STATED GOAL — Return all the data, word for word.

MATERIAL FOR THE TASK —
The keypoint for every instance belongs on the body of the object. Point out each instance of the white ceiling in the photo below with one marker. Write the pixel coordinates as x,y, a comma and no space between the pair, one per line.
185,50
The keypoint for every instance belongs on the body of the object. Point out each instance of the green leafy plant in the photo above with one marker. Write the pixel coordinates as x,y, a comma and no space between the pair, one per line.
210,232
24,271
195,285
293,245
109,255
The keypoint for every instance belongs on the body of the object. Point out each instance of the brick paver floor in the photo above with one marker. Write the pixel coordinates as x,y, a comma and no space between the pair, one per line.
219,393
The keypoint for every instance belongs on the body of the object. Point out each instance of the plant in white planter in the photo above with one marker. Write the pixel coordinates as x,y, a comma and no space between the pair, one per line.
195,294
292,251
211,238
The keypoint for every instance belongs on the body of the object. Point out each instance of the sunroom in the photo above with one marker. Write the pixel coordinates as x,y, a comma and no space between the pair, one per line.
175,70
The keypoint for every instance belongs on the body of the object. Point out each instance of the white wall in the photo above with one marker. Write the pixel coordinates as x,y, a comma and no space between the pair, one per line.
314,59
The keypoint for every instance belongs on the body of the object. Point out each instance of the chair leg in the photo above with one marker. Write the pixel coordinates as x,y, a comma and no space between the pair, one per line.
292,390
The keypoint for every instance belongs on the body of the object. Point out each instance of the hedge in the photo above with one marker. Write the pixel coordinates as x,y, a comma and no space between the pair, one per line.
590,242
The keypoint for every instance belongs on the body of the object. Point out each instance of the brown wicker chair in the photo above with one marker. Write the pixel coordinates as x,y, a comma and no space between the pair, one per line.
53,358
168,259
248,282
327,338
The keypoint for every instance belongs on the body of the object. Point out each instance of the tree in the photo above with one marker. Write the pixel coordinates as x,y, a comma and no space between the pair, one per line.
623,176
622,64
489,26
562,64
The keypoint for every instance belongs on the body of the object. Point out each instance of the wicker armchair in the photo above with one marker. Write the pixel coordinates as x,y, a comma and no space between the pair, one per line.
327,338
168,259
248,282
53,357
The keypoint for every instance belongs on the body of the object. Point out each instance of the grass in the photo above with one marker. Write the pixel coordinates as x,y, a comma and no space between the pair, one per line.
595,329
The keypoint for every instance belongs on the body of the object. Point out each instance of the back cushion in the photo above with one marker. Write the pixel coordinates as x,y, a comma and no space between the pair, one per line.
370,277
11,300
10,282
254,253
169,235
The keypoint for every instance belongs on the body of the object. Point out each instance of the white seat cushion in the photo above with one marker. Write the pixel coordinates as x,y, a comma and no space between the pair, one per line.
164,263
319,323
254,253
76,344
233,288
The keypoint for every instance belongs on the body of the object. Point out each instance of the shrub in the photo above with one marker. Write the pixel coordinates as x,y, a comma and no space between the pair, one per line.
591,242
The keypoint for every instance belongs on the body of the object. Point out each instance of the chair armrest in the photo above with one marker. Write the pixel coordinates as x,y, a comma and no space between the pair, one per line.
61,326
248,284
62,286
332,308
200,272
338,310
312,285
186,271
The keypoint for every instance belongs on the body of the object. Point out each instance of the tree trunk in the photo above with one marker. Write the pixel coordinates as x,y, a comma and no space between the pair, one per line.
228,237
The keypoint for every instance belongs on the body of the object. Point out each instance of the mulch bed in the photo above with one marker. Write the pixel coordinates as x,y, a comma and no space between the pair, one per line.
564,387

CORRECT RESULT —
The keypoint for every instance belongs on the body of the object. Point out each instance of the white ceiling in the photo below with one marker. Write the pixel coordinates as x,y, a comma and no space between the pair, one per line.
185,50
The keypoint for every instance belongs on the body of the object. Point out each instance of the green leafy plant in the photo above with one marker. Write the pixel coordinates as x,y, a comma and no space between the pair, one per line.
210,232
24,271
195,285
293,245
109,255
The keypoint for every instance belongs on the body of the object. Point out each instance of the brick paver floor in the photo above with one marker. Write the pixel coordinates as x,y, a comma and no space between the pair, one per line.
219,393
The keypoint for every instance belongs on the body of the object. Point out each instance of the plant in white planter in the photo above with one marker. Write the pixel coordinates as x,y, a comma and no space between the pair, one per line.
195,294
292,251
211,238
The keypoint for every instance belongs on the body of the object. Point out each instance of the sunroom in the photo above with one marker. Write the pixel coordinates as x,y, a comma and no space between the pair, one per line.
175,70
The keypoint for every instance belongs on the body of the object. Point out each instance of the white wall in the photo above with one marker. Write the pixel coordinates as x,y, a comma and no space between the pair, one per line.
314,59
The keypoint for every instance belongs on the body of the object. Point out each instance of the chair leg in the photo above with one marker. Write the pixel coordinates as x,y, a comma and no space between the pair, one per line.
292,390
The keypoint for every instance belongs on the body of the object. Point out each instance of the hedge in the photo above with one marker. Write the pixel coordinates as x,y, a comma and no space between the pair, one per line.
590,242
The keypoint for every instance belongs on the body of the object. Point out each instance of the brown wicker chair in the photo above with one marker. Write the pixel coordinates as x,y, a comma and no space between the pair, one per line.
53,358
168,259
248,282
327,338
The keypoint for every instance belongs on the body of the object. Point out each instance of the tree in the photo above with one marker. Write the pixel coordinates as x,y, a comma and no space between the pair, one per line.
623,176
622,64
489,26
562,64
The keypoint for every instance belongs on the body of the object. Point out each instance of the wicker armchair in the photo above with one marker. Write the pixel coordinates as x,y, a comma and no space between the pair, one per line.
327,338
168,259
248,282
53,357
The keypoint for every instance belongs on the body of the object. Point out each instance of the grass in the photo above with one marker. Write the pixel coordinates as x,y, a comma and no space between the pair, one per line.
595,329
The keypoint for every instance belongs on the body of the object. Point out each instance of the back cushion in the photo above with one marker. Write the pixel coordinates as x,y, a comma and no space between the pair, one per line.
370,277
11,300
10,282
254,253
169,235
The keypoint for every instance belongs on the body of the object. Point out each instance of the white seat cushion in the photo above with one marker. Write the pixel coordinates as x,y, a comma and no space between the pair, one per line.
164,263
319,323
254,253
76,344
233,288
The keypoint for every instance belongs on the body of the object. Point out each instance of the shrub in the photo above with one marker. Write the pixel coordinates as x,y, a comma and no space between the pair, one per line.
591,242
The keypoint for every instance belongs on the body of the object. Point out each instance of the chair armrest in the photo above with one marker. Write the pixel coordinates as x,y, a comma and no space between the pair, one per line.
61,326
248,284
62,286
332,308
200,272
338,310
312,285
186,271
The keypoint for every instance belongs on the body of the object. Point out each instance of the tree trunk in the photo above with one marker. Write the pixel coordinates as x,y, a comma and no space between the pair, one per line.
228,237
The keypoint for every instance belongs on the body of the object. Point out each instance of the mulch bed in the photo above with one marker. Write the pixel coordinates as x,y, a comma and no space between the pair, one per line.
564,387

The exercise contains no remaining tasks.